Instructions for the task :: Print all the records exactly as they stand.

----- Data extracts -----

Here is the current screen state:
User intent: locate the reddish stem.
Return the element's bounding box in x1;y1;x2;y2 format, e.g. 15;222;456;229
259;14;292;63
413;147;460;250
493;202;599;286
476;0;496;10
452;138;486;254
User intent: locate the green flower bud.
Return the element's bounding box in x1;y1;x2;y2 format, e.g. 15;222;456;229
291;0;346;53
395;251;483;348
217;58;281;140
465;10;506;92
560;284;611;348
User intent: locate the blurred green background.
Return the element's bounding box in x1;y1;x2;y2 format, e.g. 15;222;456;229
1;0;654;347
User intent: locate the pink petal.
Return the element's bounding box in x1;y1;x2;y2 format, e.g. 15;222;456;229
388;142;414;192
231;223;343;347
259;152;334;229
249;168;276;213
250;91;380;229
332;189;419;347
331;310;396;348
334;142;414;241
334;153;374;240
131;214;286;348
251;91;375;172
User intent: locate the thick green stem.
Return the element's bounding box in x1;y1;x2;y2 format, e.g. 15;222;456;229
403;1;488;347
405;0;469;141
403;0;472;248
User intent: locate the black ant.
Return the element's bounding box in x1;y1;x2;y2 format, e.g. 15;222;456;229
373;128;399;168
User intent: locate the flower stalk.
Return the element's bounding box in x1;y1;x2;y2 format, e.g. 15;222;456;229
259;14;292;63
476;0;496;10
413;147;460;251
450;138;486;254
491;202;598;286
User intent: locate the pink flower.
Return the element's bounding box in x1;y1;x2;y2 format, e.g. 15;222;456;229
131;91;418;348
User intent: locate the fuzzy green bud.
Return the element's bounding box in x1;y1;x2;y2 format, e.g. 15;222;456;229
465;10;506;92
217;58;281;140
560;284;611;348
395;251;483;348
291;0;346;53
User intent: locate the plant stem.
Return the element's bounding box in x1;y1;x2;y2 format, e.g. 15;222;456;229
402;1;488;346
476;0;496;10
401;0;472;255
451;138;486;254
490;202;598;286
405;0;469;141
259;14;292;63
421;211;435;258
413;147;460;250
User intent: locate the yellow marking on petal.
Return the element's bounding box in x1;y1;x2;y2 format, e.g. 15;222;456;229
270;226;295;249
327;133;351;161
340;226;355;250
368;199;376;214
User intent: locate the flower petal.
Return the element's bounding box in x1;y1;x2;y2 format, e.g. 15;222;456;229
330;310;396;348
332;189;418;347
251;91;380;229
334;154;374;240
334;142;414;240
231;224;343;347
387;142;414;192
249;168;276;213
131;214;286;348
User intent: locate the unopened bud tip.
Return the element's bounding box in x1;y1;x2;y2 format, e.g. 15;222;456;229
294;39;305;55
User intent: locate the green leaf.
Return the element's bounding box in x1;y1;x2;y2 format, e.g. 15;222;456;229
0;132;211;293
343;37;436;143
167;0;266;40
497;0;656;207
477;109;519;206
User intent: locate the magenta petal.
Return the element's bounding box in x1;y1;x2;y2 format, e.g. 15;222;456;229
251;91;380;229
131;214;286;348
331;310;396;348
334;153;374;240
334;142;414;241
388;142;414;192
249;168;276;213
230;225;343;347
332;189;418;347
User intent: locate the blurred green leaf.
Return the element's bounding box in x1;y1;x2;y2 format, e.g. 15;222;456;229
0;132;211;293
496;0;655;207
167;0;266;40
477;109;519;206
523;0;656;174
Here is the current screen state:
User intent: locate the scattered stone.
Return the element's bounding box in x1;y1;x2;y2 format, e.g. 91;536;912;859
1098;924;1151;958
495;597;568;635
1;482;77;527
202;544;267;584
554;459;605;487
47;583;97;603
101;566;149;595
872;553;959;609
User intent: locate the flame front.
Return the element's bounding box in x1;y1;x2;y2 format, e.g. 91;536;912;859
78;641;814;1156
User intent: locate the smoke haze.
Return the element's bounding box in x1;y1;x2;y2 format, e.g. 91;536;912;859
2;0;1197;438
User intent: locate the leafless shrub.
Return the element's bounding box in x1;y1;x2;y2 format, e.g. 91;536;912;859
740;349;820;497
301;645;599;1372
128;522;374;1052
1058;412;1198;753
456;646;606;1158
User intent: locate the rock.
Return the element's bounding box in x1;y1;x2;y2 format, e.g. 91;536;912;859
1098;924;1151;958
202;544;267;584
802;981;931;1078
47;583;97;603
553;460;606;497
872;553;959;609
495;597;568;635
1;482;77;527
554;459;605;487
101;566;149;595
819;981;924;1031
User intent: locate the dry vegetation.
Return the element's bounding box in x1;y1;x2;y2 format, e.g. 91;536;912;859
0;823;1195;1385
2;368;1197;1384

-----

Answer box ::
Here is the current screen state:
User intent: locate the reddish stem.
Return the element's bounding box in x1;y1;x2;y2 format, e.g. 15;222;456;229
259;14;292;63
413;147;460;250
493;202;599;286
476;0;496;10
452;138;486;254
User intent: locate the green flower bud.
Return the element's bounding box in x1;y1;x2;y2 format, e.g. 15;222;456;229
291;0;346;53
395;251;483;348
217;58;281;140
465;10;506;92
560;284;611;348
User intent: locate the blurred green background.
Return the element's bounding box in x1;y1;x2;y2 format, e.g. 15;222;456;229
1;0;654;347
User intent: locate the pink petal.
Return the element's bounding box in x1;y1;x2;y2 format, e.g. 15;222;456;229
388;142;414;192
231;223;343;347
259;152;334;229
249;168;276;213
250;91;380;229
332;189;419;347
331;310;396;348
334;142;414;241
334;153;374;240
131;214;286;348
251;91;375;172
User intent: locate the thick green stem.
Return the element's bounding box in x1;y1;x2;y2 format, e.g. 15;222;456;229
403;1;488;347
405;0;469;141
403;0;472;248
User intent: locate the black ant.
Return the element's bounding box in x1;y1;x2;y2 format, e.g. 15;222;456;229
373;128;399;168
User intent: locate the flower stalk.
Return the element's bounding box in x1;y1;x2;y2 format, e.g. 15;222;456;229
259;14;292;63
476;0;496;10
413;147;460;251
450;138;486;254
491;202;598;286
User intent: locate the pink flower.
Return the element's bounding box in x1;y1;x2;y2 format, e.g. 15;222;456;229
131;91;418;348
User intent: locate the fuzzy green bud.
Return the element's bounding box in x1;y1;x2;y2 format, e.g. 15;222;456;229
465;10;506;92
217;58;281;140
560;284;611;348
395;251;483;348
291;0;346;53
User intent: locate the plant stem.
Return the element's bounding box in x1;y1;x2;y2 format, e.g. 15;222;456;229
402;1;488;346
476;0;496;10
401;0;472;255
451;138;486;254
490;202;598;286
405;0;469;141
259;14;292;63
421;211;435;258
413;147;460;250
User intent: locate the yellow marking on petal.
Return the element's bounding box in x1;y1;x2;y2 format, e.g. 15;222;456;229
270;226;295;249
327;133;351;161
340;226;355;250
368;199;376;214
User intent: locate the flower petal.
Return the element's bounding box in x1;y1;x2;y2 format, e.g. 15;222;456;229
330;310;396;348
332;189;418;347
251;91;380;229
334;154;374;240
334;142;414;240
231;224;343;347
387;142;414;192
249;168;276;213
131;214;286;348
User intent: locate the unopened bud tip.
Return the element's bounding box in x1;y1;x2;y2 format, e.g. 15;222;456;229
294;39;305;55
User intent: locate the green leaf.
Return the element's bounding box in x1;y1;x2;y2 format, e.g. 15;222;456;229
0;132;211;293
343;37;436;143
167;0;266;40
497;0;656;207
477;109;519;206
User intent: locate the magenta petal.
Return the element's bounding box in x1;y1;x2;y2 format, e.g. 15;222;456;229
251;91;380;229
131;214;286;348
331;310;396;348
334;153;374;240
334;142;414;241
388;142;414;192
249;168;276;213
230;225;343;347
332;189;418;347
User intent: locate the blurred green leaf.
Return the element's bounding box in x1;y1;x2;y2 format, e.g. 15;222;456;229
0;132;211;293
496;0;655;207
167;0;266;40
477;109;519;206
523;0;656;174
Here is the current screen state:
User intent: locate the scattered stone.
Return the element's bounding box in x1;y1;x2;y2 format, e.g. 91;536;912;859
1098;924;1151;958
495;597;568;635
1;482;77;527
202;544;267;584
554;459;605;487
47;583;97;603
101;566;149;595
872;553;959;609
User intent: locate the flame front.
Return the element's bounding box in x1;y1;x2;y2 format, e.g. 91;536;912;859
78;641;814;1156
User intent: locate the smoke haze.
Return the element's bounding box in x1;y1;x2;y2 format, e.g. 91;536;912;859
2;0;1197;438
User intent: locate the leafless shrub.
Return the element's bounding box in x1;y1;x2;y2 format, e.g. 91;536;912;859
740;349;820;497
301;645;599;1372
128;522;374;1052
1058;412;1198;753
456;646;606;1158
User intent: locate the rock.
Return the element's bounding box in x1;y1;x2;y2 format, e.g. 91;536;912;859
1098;924;1151;958
202;544;267;584
802;981;931;1078
47;583;97;603
553;460;606;497
872;553;959;609
495;597;568;635
1;482;77;527
554;459;605;487
101;566;149;595
819;981;924;1031
User intent: locate the dry vegetation.
Return the element's bounding box in x1;y1;x2;y2 format, e.g. 91;536;912;859
0;823;1195;1385
2;368;1197;1384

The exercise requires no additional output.